• _Written task_:
Type the records out again in full, exactly.

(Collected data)

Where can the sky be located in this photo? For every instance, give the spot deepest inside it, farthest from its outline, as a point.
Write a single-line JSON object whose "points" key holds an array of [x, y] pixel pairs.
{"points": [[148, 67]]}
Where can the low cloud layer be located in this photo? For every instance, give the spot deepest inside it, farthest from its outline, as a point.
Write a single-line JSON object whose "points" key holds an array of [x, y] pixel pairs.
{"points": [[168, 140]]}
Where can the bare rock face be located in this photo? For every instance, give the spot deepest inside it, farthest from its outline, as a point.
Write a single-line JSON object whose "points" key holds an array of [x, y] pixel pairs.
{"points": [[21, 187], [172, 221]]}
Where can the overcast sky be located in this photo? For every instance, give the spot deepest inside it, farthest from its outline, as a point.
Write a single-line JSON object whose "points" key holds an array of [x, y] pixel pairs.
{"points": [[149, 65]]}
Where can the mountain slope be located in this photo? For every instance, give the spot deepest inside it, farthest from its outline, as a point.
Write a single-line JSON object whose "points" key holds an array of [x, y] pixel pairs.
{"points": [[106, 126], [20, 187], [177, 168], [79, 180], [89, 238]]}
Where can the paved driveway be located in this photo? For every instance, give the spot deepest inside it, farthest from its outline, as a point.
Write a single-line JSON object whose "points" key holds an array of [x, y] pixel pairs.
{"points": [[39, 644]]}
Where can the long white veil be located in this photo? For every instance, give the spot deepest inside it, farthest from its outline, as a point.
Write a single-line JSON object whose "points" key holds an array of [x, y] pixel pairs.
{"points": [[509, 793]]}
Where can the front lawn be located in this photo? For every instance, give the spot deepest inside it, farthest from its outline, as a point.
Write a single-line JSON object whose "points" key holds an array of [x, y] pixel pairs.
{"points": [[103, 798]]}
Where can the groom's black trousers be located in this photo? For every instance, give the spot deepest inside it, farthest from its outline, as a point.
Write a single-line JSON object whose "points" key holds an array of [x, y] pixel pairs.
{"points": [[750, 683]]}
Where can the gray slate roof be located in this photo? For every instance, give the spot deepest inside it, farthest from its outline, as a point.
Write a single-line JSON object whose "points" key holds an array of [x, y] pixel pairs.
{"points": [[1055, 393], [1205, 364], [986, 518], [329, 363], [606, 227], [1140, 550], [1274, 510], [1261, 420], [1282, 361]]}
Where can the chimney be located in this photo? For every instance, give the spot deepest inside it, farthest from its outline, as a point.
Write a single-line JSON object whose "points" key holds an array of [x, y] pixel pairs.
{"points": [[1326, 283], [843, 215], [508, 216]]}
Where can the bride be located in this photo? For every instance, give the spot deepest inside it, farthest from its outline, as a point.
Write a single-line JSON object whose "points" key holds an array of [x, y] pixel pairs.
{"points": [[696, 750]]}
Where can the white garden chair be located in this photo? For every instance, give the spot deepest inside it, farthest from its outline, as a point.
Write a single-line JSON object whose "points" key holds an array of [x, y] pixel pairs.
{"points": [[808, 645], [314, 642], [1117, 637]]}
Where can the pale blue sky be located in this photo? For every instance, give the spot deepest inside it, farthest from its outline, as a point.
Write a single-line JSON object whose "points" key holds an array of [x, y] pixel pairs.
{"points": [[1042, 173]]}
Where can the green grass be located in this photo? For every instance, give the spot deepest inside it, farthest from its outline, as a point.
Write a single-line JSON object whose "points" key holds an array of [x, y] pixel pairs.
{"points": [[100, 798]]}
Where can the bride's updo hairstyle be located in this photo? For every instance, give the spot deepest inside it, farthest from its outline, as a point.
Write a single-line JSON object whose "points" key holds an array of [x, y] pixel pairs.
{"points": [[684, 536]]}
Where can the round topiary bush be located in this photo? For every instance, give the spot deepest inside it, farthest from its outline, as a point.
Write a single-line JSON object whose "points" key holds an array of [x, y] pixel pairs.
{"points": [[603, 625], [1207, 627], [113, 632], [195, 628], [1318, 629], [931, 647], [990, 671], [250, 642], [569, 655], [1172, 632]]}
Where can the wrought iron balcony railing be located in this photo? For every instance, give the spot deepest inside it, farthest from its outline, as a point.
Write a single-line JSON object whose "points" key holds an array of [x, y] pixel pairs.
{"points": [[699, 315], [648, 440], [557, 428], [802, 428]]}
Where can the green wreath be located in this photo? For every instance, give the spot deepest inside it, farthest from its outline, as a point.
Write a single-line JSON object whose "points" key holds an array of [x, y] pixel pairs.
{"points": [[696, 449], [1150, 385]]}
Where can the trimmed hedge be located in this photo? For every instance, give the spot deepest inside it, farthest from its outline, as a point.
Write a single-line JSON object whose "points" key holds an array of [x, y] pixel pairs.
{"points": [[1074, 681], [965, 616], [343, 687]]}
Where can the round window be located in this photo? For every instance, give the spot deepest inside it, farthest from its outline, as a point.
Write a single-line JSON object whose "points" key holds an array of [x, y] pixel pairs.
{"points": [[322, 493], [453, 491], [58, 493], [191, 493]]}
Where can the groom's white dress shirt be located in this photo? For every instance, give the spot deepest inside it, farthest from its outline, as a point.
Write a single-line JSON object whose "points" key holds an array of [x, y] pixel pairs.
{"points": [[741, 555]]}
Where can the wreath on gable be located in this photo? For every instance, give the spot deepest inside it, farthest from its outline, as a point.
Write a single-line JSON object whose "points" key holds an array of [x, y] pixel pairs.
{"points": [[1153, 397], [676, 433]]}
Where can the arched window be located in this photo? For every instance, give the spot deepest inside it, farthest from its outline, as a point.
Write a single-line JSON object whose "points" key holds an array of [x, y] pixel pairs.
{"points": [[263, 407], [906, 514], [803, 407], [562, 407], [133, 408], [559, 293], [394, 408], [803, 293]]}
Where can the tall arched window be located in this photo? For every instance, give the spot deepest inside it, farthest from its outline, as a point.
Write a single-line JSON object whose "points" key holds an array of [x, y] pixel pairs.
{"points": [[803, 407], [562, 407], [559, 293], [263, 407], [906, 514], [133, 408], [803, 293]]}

• _Output below_:
Where can the sky be located in this photo? For every instance, give the spot deepest inside it, farthest from its outline, as a point.
Write a single-line JSON object whose "points" key holds an array of [x, y] pixel pairs.
{"points": [[148, 67]]}
Where can the low cloud layer be located in this photo? For every instance, give the spot deepest inside it, farthest from its outline, as a point.
Write a single-line JSON object whose "points" key holds an array of [x, y] pixel pairs.
{"points": [[168, 140]]}
Where can the bare rock face be located in this photo? For every instance, give the spot deepest inside it, farthest from its outline, as a point.
Write a single-line JSON object whose "points" key holds an array of [x, y] pixel pairs.
{"points": [[21, 187], [172, 221]]}
Where can the overcast sky be located in this photo? For every instance, give the spot deepest inside it, farthest from its outline, as a point.
Write a single-line JSON object whose "points" key holds an array of [x, y] pixel pairs.
{"points": [[149, 65]]}
Where can the mountain slope be located in this photo? For every instance, give the spot deepest inside it, farthest from its outline, as a point.
Write a single-line JSON object whose "points" key holds an array of [x, y] pixel pairs.
{"points": [[106, 126], [20, 187], [177, 168], [79, 180], [89, 238]]}
Where can the paved driveway be located in this photo? For every instance, give the spot deepest inside it, farthest from its outline, as a point.
Write a single-line JSON object whose "points" key holds an array of [x, y] pixel pairs.
{"points": [[39, 644]]}
Where can the long white veil be located in this photo? For every instance, give the spot deepest inside it, farthest from its outline, as a point.
Write a single-line JSON object whose "points" key holds an array of [x, y] pixel pairs.
{"points": [[509, 793]]}
Where can the front lawn be located in this photo? For every instance, give the spot deepest inside it, farthest from its outline, as a point.
Write a single-line JSON object whose "points" key holds an array of [x, y] pixel pairs.
{"points": [[103, 798]]}
Where can the groom's black trousers be located in this photo? For every instance, give the spot deepest inside it, farthest from its outline, as a point.
Write a single-line JSON object whose "points" key holds an array of [x, y] pixel pairs.
{"points": [[750, 683]]}
Where can the gray slate roof be located in this photo? For every instance, give the spot deepest inside it, farthest from its outline, as a point.
Write a single-line JSON object whose "points" key holds an array of [x, y] pixel pairs.
{"points": [[1055, 393], [1205, 364], [986, 518], [329, 363], [606, 227], [1140, 550], [1274, 510], [1261, 420], [1282, 361]]}
Where can the chimney be located in this photo? For every instance, give the spot deepest inside it, farthest from its outline, as a point.
Write a single-line JSON object whose "points" key holds an array of [x, y] pixel pairs.
{"points": [[1326, 283], [843, 215], [508, 216]]}
Where can the bride be located in this photo? For every instance, give the spot deepest inside it, farthest from its outline, as a point.
Write a single-line JSON object whose "points" key holds an array of [x, y] pixel pairs.
{"points": [[696, 750]]}
Where can the white garden chair be located in this photo? For every instance, give the spot deepest inside it, farthest from its outline, as a point.
Write a single-line JSON object whose "points" key holds an array of [x, y] pixel pairs.
{"points": [[808, 645], [314, 642], [1117, 637]]}
Where can the pale blue sky be located in this photo? For every instance, give the spot deepest inside it, farthest from its outline, as a point.
Write a single-line JSON object whose "points" key holds an array of [x, y] pixel pairs.
{"points": [[1042, 173]]}
Where can the green grass be located in this photo? For every instance, give the spot deepest inside it, farthest from its outline, as a point.
Write a single-line JSON object whose "points" key holds an array of [x, y] pixel pairs.
{"points": [[100, 798]]}
Where can the bride's updo hairstyle be located in this photo? For every instance, give the spot deepest inside it, farthest from its outline, as a point.
Write a single-line JSON object whose "points" key holds an array of [x, y] pixel pairs.
{"points": [[684, 536]]}
Where can the round topiary bush be located in this photo? For every instance, give the spot deepest inside it, farthest from its outline, as a point.
Write a single-line JSON object whose "points" key holds an array of [x, y] pixel pairs.
{"points": [[603, 625], [1207, 627], [113, 632], [195, 628], [1318, 629], [931, 647], [990, 671], [250, 642], [569, 655], [1172, 632]]}
Where can the wrought iron balcony railing be located in this photo? For every instance, give the spot deepest inside it, farthest from its outline, as a point.
Write a single-line JSON object whose "points" key holds an array of [x, y] pixel pairs.
{"points": [[699, 315], [648, 440], [557, 428], [802, 428]]}
Where can the green wreath be located in this photo? For every instance, give the spot deepest inside it, farthest from its outline, as a point.
Write a single-line JSON object whose "points" key holds an array of [x, y] pixel pairs.
{"points": [[696, 449], [1150, 385]]}
Where can the trimmed hedge be located in this photo? For every instance, give the spot deepest inside it, farthest from its outline, as a point.
Write a single-line JSON object whose "points" key holds an array of [x, y] pixel pairs.
{"points": [[1074, 681], [965, 616], [343, 687]]}
Where can the round window be located in this photo? For every instance, give the spot deepest inside it, farthest from its outline, as a point.
Write a single-line JSON object whose "points" key holds an array of [x, y] pixel pairs.
{"points": [[322, 493], [453, 491], [58, 493], [191, 493]]}
Where can the groom's white dress shirt be located in this photo? For every instance, give the spot deepest inside it, farthest from its outline, as a point.
Write a single-line JSON object whose "points" key holds an array of [x, y] pixel pairs.
{"points": [[741, 555]]}
Where can the wreath on gable be located in this photo? For every instance, give the spot deepest inside it, farthest from its outline, as a point.
Write a single-line JSON object whose "points" key holds an array of [x, y] pixel pairs.
{"points": [[1153, 397], [676, 433]]}
Where can the arched window be located in this photo? For every instance, give the spot deepest inside it, farthest from its outline, as a point.
Write a single-line JSON object whose "points" key holds an array of [x, y] pixel pairs.
{"points": [[263, 407], [906, 514], [803, 407], [562, 407], [133, 408], [559, 293], [394, 408], [803, 293]]}
Where can the tall arched window be located in this photo? For every instance, give the spot deepest inside it, farthest from its outline, as a point.
Write a single-line JSON object whose "points" key holds an array of [x, y] pixel pairs.
{"points": [[803, 407], [562, 407], [559, 293], [263, 407], [906, 514], [133, 408], [803, 293]]}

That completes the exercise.